--- Start of Material for this task ---

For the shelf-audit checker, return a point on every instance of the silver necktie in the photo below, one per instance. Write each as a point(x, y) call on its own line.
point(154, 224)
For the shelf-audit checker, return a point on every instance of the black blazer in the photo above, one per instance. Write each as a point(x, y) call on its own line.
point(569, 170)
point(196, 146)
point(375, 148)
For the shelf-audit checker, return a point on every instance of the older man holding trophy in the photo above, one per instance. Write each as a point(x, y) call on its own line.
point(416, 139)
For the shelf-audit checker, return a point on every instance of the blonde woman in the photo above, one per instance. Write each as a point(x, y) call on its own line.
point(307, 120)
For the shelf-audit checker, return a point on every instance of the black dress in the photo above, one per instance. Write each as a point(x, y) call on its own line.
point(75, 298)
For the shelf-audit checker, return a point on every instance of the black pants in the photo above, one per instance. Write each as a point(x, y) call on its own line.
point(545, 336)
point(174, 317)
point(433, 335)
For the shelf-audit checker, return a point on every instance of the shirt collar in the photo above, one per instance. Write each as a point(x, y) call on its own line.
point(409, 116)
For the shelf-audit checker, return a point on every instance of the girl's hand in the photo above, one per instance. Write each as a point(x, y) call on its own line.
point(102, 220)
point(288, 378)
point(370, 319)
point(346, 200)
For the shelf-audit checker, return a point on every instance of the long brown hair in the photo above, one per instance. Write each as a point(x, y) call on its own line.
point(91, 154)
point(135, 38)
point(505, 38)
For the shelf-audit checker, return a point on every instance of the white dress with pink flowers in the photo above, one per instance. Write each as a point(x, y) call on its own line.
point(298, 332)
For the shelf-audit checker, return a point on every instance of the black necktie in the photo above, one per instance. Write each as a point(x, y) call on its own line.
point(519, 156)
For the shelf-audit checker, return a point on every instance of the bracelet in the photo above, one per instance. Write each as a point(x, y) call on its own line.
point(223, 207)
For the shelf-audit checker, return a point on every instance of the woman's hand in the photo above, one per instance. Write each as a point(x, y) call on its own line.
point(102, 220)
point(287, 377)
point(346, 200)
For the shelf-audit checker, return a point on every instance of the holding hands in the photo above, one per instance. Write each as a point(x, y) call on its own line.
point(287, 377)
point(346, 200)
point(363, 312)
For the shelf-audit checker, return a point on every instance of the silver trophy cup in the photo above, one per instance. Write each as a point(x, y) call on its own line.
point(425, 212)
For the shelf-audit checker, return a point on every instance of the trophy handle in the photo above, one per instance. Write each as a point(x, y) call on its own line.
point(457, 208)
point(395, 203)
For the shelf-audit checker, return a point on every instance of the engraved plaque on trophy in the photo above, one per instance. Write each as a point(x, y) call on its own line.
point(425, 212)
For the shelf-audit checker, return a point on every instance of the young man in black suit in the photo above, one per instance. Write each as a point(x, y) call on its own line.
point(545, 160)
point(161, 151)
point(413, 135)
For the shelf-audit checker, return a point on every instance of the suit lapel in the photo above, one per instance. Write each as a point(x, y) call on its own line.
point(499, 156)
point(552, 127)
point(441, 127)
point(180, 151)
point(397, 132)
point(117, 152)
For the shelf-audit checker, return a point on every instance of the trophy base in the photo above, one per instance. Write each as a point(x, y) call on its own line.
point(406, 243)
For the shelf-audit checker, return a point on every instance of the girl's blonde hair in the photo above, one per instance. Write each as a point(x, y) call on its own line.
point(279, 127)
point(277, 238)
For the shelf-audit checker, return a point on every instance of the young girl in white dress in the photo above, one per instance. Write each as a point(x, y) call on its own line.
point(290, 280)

--- End of Material for this task ---

* _Task_: Edit the data above by replacing "shelf-audit checker" with "catalog reviewer" wherever it occurs. Leave every other part unchanged.

* _Finished exercise_:
For the catalog reviewer, return a point on every instance of the silver necktie in the photo below, one per instance. Write each as a point(x, y) call on its own line.
point(154, 224)
For the catalog reviewer, return a point on every instance of the black blazer in the photo above, one per instance. Write each as a point(x, y) call on its own line.
point(569, 170)
point(196, 146)
point(375, 148)
For the catalog reviewer, return a point on every instance of the older man holding trophy in the photo above, one per instance. Write each as a point(x, y) call on its own line.
point(416, 139)
For the catalog reviewer, return a point on every instance of the blonde woman in the photo above, one per instance. Write each as a point(x, y) call on its own line.
point(307, 120)
For the catalog reviewer, return a point on every instance of the black dress in the photo above, one per instance. Write each as a point(x, y) call on its own line.
point(75, 298)
For the catalog reviewer, return a point on every instance of the black pants in the photo above, one per instance. Write each as a point(x, y) call on its own line.
point(545, 336)
point(174, 317)
point(433, 335)
For the catalog reviewer, return a point on every instance of the shirt collar in the photo above, one per instance. Write each as a point(x, y) call on its own line.
point(409, 116)
For the catalog reviewer, return a point on every instance of the girl's hand in the photo above, one per instance. Write each as a point(x, y) call on its own line.
point(102, 220)
point(288, 378)
point(370, 319)
point(346, 200)
For the catalog reviewer, return a point on every instance of the long brown hair in the photo above, one per instance. Write each as a point(x, y) call on its own line.
point(91, 154)
point(135, 38)
point(505, 38)
For the catalog reviewer, return a point on every instance of the white dress with pink flowers in the photo above, one per instance. Write each as a point(x, y) call on its own line.
point(298, 332)
For the catalog reviewer, return a point on every instance of the black necktie in the photo above, one per instance. Write each as a point(x, y) call on its own line.
point(519, 156)
For the catalog reviewer, return a point on every instance of the bracelet in the photo above, one per instance. Write each as a point(x, y) call on its own line.
point(223, 207)
For the catalog reviewer, return a point on every instance of the woman's hand in the photo above, one per instance. Write each as a point(x, y) call on its own line.
point(102, 220)
point(287, 377)
point(346, 200)
For the catalog reviewer, return a point on every instance of the holding hands in the photo above, one per instance. Write each as a point(x, y) call on its own line.
point(287, 377)
point(346, 200)
point(363, 312)
For the catalog reviewer, return a point on every instance of the silver trophy cup in the photo above, one per instance. Write each as a point(x, y) call on its own line.
point(425, 212)
For the catalog reviewer, return a point on every instance of the trophy handle in the photo above, one per instance. Write each as a point(x, y) call on its own line.
point(457, 208)
point(395, 203)
For the catalog reviewer, return a point on every instance of the engraved plaque on trophy in the photo above, one per instance. Write each as a point(x, y) call on its own line.
point(425, 212)
For the catalog reviewer, return a point on every instance of the young man in black suit in the photo above, one per instance. Write each as a point(x, y) call on its own line.
point(545, 160)
point(161, 151)
point(413, 135)
For the catalog reviewer, return a point on every instance of the suit lapel in the photo above, one per instance. Write each as a point(x, y) call on its own line.
point(499, 156)
point(552, 127)
point(441, 127)
point(180, 151)
point(397, 132)
point(117, 152)
For the catalog reviewer, return a point on every instance of the trophy base in the photo above, one per instance. Write each as a point(x, y) call on its own line.
point(406, 243)
For the catalog reviewer, return a point on every instance of the girl's blonde hair in the photo above, one per instance. Write each as a point(x, y) call on its own line.
point(279, 127)
point(277, 238)
For the catalog reviewer, return a point on every instance of the young girl in white dress in the photo above, one per instance. Write each as a point(x, y) call on its own line.
point(290, 280)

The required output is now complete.